#### [Instruction]
Return every line below that contains the string "instance". Matching is case-sensitive.

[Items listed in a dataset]
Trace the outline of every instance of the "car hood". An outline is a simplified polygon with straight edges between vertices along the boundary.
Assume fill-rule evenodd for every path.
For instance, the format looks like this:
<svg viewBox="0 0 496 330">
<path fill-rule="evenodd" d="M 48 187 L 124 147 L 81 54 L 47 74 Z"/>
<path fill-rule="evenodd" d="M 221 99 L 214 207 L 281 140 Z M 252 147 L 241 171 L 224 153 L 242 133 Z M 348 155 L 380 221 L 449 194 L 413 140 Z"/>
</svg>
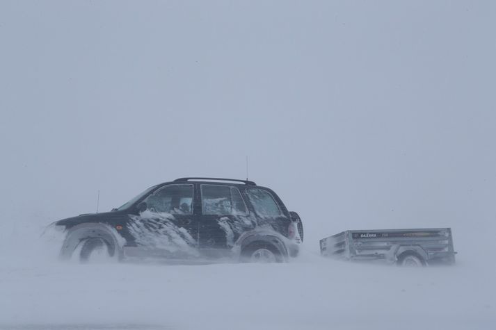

#### [In response]
Trace the outline of every instance of the "car hood". An outline is a simplified polygon with straight edges between vertices along the boundary.
For instance, the format looks like this:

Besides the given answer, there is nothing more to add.